The answer should hold only the lines from the one that contains "Each instance receives one keypoint. Annotate the chair backrest" through the last line of the material, repeated exactly, without pictures.

▶ **RECORDS FOR PROCESSING**:
Start of Block
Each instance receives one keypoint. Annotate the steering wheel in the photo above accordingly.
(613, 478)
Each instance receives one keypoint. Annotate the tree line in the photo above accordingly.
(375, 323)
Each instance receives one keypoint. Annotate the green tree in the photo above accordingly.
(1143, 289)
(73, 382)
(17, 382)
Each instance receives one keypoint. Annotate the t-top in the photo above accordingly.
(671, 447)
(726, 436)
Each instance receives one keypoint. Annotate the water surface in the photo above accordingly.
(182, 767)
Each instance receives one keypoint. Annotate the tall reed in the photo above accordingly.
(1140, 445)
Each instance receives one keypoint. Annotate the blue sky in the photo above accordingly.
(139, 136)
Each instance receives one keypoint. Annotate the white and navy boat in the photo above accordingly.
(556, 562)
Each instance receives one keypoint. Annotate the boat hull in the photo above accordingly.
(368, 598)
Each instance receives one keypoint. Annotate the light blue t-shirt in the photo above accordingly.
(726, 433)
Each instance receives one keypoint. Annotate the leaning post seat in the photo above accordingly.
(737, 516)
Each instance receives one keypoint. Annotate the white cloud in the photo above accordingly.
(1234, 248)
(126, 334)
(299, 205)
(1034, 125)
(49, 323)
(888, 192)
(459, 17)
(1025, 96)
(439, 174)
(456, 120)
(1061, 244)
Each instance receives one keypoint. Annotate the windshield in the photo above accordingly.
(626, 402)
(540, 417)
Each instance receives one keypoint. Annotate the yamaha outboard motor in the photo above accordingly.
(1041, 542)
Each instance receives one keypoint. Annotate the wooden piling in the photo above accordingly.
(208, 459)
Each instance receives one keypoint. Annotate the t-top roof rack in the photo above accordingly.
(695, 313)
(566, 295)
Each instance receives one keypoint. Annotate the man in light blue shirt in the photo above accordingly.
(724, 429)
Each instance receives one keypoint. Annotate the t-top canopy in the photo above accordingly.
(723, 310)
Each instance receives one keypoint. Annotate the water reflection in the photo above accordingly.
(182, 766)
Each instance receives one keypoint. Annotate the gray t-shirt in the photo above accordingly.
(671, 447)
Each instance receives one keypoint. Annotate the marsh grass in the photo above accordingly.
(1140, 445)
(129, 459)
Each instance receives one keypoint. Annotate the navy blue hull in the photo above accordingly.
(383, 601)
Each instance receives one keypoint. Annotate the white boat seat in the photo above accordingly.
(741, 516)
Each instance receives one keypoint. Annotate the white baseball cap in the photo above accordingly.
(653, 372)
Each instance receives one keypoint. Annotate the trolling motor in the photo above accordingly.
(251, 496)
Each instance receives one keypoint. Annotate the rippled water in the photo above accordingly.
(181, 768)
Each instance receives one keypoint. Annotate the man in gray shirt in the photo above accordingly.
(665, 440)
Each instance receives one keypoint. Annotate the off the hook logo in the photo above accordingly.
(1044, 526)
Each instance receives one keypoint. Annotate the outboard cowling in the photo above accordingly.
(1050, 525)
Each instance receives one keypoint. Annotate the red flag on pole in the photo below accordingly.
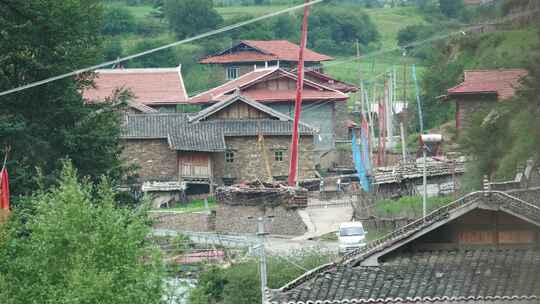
(4, 190)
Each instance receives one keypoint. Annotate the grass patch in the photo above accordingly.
(230, 12)
(192, 206)
(346, 69)
(390, 20)
(409, 206)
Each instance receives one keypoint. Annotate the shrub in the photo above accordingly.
(117, 20)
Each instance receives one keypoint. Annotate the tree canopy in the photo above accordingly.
(41, 39)
(73, 245)
(187, 18)
(508, 134)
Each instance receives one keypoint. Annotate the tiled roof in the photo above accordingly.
(141, 107)
(500, 82)
(330, 82)
(314, 91)
(206, 136)
(150, 86)
(237, 98)
(268, 50)
(416, 277)
(336, 282)
(197, 137)
(243, 56)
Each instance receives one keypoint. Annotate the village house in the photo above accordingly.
(480, 89)
(483, 248)
(234, 140)
(249, 55)
(323, 107)
(155, 90)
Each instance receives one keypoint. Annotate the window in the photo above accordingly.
(229, 156)
(278, 155)
(232, 73)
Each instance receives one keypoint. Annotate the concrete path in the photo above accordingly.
(322, 220)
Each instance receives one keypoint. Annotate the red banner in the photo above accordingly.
(4, 190)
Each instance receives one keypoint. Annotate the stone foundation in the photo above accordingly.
(232, 219)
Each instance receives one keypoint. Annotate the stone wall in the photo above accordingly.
(153, 157)
(232, 219)
(249, 163)
(242, 219)
(341, 130)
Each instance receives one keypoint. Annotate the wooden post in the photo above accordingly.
(293, 169)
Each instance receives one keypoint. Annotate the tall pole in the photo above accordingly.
(261, 232)
(293, 174)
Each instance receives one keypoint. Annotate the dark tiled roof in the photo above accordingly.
(265, 50)
(152, 126)
(251, 127)
(462, 274)
(198, 137)
(208, 136)
(310, 288)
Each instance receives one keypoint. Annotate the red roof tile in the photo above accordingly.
(150, 86)
(269, 50)
(330, 82)
(500, 82)
(246, 82)
(245, 56)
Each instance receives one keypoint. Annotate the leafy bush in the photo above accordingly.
(241, 282)
(150, 27)
(117, 20)
(73, 245)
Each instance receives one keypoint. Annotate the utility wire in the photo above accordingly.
(194, 38)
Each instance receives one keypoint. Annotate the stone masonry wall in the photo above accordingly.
(153, 157)
(341, 115)
(232, 219)
(249, 163)
(242, 219)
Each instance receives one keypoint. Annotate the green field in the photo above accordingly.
(229, 12)
(390, 20)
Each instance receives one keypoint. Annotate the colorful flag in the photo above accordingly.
(4, 190)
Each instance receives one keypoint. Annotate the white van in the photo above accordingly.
(351, 236)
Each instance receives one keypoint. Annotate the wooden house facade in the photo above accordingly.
(220, 144)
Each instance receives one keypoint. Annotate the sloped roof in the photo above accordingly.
(157, 86)
(222, 92)
(330, 82)
(236, 98)
(500, 82)
(187, 133)
(440, 277)
(452, 275)
(141, 107)
(265, 50)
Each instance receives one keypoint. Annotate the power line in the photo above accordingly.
(194, 38)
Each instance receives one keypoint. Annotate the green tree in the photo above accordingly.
(41, 39)
(118, 20)
(77, 247)
(508, 134)
(187, 18)
(451, 8)
(162, 59)
(336, 29)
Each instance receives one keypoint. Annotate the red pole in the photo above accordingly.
(298, 102)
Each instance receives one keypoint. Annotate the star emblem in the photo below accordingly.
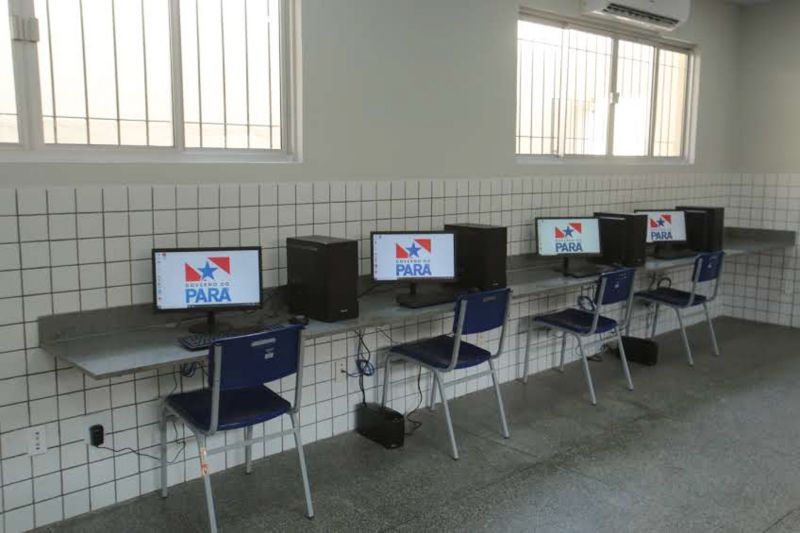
(207, 271)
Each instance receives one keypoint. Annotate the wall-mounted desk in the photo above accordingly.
(103, 344)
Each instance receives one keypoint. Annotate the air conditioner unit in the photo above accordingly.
(658, 15)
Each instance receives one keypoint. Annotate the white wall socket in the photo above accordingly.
(37, 441)
(340, 371)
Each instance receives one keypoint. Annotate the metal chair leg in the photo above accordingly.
(432, 405)
(711, 329)
(447, 416)
(162, 426)
(586, 371)
(526, 366)
(655, 321)
(685, 338)
(248, 451)
(298, 441)
(624, 359)
(500, 408)
(387, 370)
(206, 474)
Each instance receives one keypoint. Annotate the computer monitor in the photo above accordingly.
(415, 257)
(665, 226)
(207, 279)
(568, 237)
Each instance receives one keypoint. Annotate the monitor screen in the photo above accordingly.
(206, 278)
(413, 256)
(568, 236)
(665, 226)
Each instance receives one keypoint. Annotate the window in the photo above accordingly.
(588, 93)
(231, 74)
(169, 74)
(9, 130)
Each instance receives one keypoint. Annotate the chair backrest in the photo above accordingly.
(707, 266)
(614, 287)
(252, 360)
(484, 311)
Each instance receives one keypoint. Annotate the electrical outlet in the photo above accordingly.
(37, 441)
(102, 419)
(340, 371)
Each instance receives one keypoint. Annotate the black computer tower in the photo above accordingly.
(622, 238)
(704, 228)
(480, 255)
(323, 277)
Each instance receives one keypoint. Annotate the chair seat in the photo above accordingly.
(238, 408)
(669, 296)
(437, 352)
(576, 321)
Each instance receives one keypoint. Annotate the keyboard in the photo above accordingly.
(588, 271)
(426, 299)
(202, 341)
(674, 254)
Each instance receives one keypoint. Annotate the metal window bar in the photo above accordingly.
(577, 126)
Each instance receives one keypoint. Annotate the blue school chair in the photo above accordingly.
(612, 287)
(236, 398)
(707, 267)
(474, 313)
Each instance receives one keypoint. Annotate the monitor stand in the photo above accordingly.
(210, 326)
(415, 300)
(584, 269)
(672, 250)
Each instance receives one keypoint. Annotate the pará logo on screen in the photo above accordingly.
(569, 238)
(208, 281)
(413, 260)
(660, 227)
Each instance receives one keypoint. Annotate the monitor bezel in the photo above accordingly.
(210, 308)
(673, 210)
(412, 280)
(587, 254)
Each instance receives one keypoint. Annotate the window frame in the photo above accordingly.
(617, 32)
(32, 148)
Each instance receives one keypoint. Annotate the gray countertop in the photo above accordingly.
(114, 350)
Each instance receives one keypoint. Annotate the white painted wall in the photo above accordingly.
(425, 88)
(769, 81)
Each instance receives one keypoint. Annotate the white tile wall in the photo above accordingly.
(765, 287)
(67, 249)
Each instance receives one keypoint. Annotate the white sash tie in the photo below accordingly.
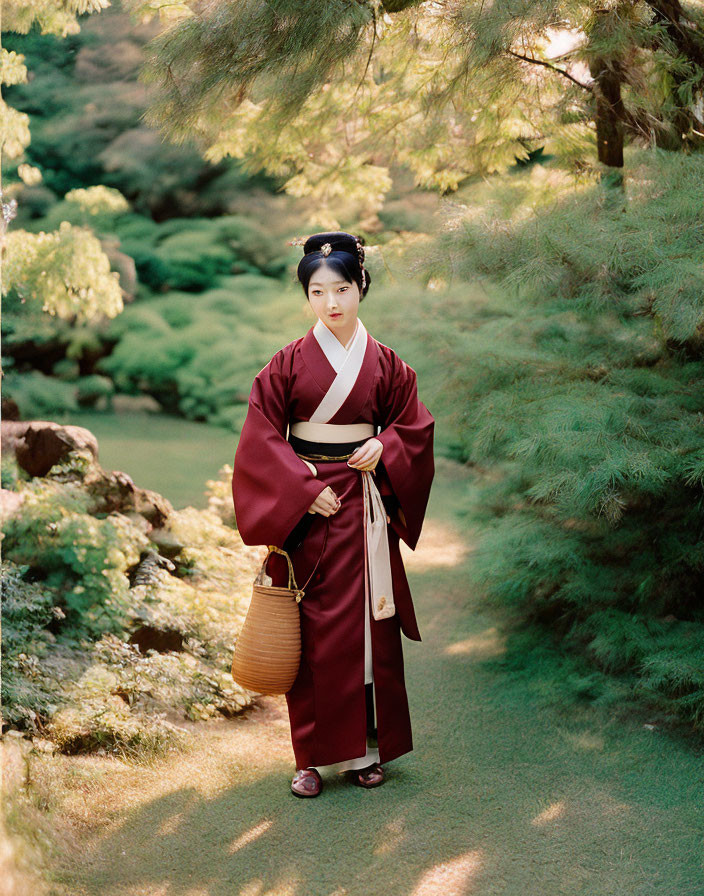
End of Block
▶ **RESPONSE**:
Each instance receives one keypoint. Annotate the chair backrest in the photo above accordingly.
(707, 266)
(614, 287)
(252, 360)
(484, 311)
Each instance receives one keypoint. Annotate the electrical outlet in the photo above accordingly.
(37, 441)
(102, 419)
(340, 371)
Each instance receives one keypoint. Annotate the black computer tower in the photo above accordingly.
(622, 238)
(704, 228)
(480, 255)
(323, 277)
Each instance receives one keypoint. Annotate the chair seat in the photo above accordingly.
(238, 408)
(669, 296)
(437, 352)
(576, 321)
Each instance receives one keypoint. Annotate the keyboard in the photo above accordingly.
(588, 271)
(426, 299)
(202, 341)
(674, 254)
Each instance receives one keypoint. Annotate the metal window bar in the photo above accordingly.
(577, 126)
Each instance receives one keypoint. Annotate the blue school chair in the photo above accordingly.
(612, 287)
(236, 398)
(707, 267)
(474, 313)
Each instance receives one keypoint. Annotate the monitor stand in the photo above accordingly.
(210, 326)
(415, 300)
(584, 269)
(672, 250)
Each instance receives one keypoint. Annotate the pará logo on screen in the photo above accordingly.
(569, 238)
(208, 281)
(413, 260)
(660, 227)
Each instance receives one keypoint. Annotate the monitor bezel in the photo above accordingly.
(210, 308)
(673, 210)
(412, 280)
(587, 254)
Each instance receives one keypoint. Annotate the window frame in the photo above accordingly.
(617, 32)
(32, 148)
Each instance receives one keypoint. Annotate the gray countertop in the photo above accordingly.
(114, 350)
Each instance receives one keypoint. Annotate the white painted wall in the photo above accordingly.
(425, 88)
(769, 81)
Each instance receives one keypoint. Annotate the white tile wall in the photo above accordingly.
(765, 287)
(67, 249)
Each instance receives one keypoint. Annotate the white sash tie in the photo below accordingly.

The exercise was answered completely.